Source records
============================================================

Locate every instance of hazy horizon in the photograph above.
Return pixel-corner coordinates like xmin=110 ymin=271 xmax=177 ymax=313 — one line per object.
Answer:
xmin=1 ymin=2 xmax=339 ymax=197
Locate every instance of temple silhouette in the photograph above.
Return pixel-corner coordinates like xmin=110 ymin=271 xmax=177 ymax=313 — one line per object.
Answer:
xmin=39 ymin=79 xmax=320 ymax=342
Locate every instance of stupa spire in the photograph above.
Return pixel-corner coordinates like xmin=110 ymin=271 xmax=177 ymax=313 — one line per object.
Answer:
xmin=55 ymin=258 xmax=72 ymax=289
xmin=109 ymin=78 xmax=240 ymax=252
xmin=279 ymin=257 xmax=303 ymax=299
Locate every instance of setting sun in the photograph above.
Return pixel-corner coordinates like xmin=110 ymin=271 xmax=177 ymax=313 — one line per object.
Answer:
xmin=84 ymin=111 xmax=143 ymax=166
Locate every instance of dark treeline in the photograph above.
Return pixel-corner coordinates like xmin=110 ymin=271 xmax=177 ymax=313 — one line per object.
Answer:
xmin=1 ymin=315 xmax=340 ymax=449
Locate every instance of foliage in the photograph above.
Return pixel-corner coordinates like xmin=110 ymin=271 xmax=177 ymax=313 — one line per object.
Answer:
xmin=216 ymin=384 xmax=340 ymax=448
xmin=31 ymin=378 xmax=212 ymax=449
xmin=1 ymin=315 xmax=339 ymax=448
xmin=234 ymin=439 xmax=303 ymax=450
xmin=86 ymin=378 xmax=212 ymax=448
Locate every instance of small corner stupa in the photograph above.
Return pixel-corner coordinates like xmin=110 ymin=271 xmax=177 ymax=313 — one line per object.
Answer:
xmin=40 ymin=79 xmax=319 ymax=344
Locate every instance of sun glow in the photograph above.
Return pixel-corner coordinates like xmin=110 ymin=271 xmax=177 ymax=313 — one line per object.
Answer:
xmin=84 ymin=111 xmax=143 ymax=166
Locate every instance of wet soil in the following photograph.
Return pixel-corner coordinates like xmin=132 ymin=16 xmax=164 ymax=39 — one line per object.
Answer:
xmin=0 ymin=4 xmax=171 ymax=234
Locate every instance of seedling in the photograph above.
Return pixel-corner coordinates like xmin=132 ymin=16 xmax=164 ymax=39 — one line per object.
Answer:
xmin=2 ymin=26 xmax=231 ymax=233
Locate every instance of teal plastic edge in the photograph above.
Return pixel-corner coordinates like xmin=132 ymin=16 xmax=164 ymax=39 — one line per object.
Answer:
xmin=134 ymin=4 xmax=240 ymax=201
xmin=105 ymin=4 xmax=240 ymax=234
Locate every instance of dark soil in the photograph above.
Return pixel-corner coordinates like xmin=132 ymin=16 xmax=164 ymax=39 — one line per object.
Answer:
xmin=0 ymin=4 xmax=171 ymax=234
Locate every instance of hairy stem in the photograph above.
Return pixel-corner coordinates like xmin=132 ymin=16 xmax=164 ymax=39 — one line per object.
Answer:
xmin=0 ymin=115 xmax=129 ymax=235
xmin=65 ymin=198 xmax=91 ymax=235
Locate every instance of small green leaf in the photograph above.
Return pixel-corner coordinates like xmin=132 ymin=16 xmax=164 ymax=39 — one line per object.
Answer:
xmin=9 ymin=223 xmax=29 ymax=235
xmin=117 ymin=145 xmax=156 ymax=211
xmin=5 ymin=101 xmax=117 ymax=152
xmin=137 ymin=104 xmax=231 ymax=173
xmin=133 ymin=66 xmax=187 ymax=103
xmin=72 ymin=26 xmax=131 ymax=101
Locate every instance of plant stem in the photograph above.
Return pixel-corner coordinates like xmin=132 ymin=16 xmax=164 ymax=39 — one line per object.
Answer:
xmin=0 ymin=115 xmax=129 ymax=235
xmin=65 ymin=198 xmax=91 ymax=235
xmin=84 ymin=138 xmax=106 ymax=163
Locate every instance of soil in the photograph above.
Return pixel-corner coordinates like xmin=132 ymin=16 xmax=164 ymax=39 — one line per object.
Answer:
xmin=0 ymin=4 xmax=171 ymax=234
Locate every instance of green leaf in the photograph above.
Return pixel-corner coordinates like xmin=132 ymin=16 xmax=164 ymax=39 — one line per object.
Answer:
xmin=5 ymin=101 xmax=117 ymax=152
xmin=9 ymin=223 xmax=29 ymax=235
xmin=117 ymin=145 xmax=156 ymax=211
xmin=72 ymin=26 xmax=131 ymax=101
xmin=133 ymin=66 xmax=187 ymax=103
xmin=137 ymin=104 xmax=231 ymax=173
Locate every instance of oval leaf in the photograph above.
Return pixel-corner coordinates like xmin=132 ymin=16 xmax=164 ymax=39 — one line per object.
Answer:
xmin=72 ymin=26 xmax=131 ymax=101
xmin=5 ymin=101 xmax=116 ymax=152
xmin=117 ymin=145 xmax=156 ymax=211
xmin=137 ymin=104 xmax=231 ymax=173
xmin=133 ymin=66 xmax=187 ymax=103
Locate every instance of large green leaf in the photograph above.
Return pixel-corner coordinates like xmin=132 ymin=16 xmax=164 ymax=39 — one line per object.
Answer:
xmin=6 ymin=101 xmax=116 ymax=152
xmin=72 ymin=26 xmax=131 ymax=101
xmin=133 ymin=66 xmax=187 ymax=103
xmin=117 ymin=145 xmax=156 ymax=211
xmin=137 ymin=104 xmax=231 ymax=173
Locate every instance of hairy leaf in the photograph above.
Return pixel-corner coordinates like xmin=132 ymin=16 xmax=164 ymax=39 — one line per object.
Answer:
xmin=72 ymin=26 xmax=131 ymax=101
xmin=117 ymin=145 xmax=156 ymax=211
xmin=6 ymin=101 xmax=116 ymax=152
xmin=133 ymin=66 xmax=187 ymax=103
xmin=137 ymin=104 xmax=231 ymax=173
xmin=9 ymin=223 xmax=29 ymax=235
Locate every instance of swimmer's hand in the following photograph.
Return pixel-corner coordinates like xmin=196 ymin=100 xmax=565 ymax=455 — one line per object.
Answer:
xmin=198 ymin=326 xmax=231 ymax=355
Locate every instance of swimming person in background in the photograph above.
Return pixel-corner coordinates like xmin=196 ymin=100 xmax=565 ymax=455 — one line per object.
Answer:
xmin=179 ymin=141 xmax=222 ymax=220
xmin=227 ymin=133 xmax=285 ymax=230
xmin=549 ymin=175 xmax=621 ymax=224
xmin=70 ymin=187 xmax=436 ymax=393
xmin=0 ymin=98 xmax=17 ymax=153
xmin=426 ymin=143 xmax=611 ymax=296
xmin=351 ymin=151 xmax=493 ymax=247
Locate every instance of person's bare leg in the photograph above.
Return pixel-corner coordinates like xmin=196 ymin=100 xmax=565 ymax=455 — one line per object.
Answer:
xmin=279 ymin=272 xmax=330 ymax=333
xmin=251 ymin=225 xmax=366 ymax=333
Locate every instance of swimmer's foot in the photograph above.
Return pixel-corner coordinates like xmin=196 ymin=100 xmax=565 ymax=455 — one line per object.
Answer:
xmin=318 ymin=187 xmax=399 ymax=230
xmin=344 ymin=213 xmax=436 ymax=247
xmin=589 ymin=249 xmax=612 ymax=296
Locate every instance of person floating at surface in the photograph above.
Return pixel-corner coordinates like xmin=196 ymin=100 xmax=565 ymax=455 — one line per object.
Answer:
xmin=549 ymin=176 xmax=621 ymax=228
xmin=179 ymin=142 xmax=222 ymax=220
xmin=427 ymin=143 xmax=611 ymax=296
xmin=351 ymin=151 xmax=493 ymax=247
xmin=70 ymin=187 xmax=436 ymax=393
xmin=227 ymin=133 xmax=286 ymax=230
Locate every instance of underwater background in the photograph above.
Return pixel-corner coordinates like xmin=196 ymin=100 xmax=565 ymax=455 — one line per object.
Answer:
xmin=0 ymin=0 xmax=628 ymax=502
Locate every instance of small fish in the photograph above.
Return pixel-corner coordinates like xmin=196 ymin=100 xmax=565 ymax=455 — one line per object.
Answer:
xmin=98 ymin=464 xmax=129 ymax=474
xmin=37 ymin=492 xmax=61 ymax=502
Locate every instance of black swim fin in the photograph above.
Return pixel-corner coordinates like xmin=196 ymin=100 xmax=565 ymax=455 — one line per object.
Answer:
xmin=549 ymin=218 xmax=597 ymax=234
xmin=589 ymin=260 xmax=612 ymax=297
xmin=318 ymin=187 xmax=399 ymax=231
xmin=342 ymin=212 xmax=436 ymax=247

============================================================

Goal
Rename "temple silhouette" to "temple outline" in everything from the start of the entries down to and including the line containing "xmin=1 ymin=315 xmax=340 ymax=449", and write those lines out again with nothing else changed.

Final result
Locate every instance of hazy horizon in the photograph above.
Return pixel-corner coordinates like xmin=110 ymin=271 xmax=177 ymax=313 — one line per object.
Answer:
xmin=1 ymin=2 xmax=339 ymax=197
Locate every instance of temple outline in the photograph above.
Return pixel-corner coordinates like xmin=110 ymin=271 xmax=177 ymax=313 — one line per object.
Answer:
xmin=39 ymin=79 xmax=320 ymax=342
Locate every instance of stupa spire in the photograph above.
Return pixel-corner coordinates like xmin=110 ymin=271 xmax=177 ymax=313 — one line per object.
Answer:
xmin=55 ymin=258 xmax=72 ymax=289
xmin=109 ymin=78 xmax=240 ymax=252
xmin=279 ymin=257 xmax=303 ymax=299
Locate every instance of setting sun in the photograph above.
Return pixel-corner coordinates like xmin=110 ymin=271 xmax=177 ymax=313 — one line per object.
Answer:
xmin=84 ymin=111 xmax=143 ymax=166
Locate every instance of dark treeline in the photograph above.
Return pixel-corner coordinates like xmin=110 ymin=271 xmax=177 ymax=313 — one line per object.
Answer:
xmin=1 ymin=315 xmax=340 ymax=449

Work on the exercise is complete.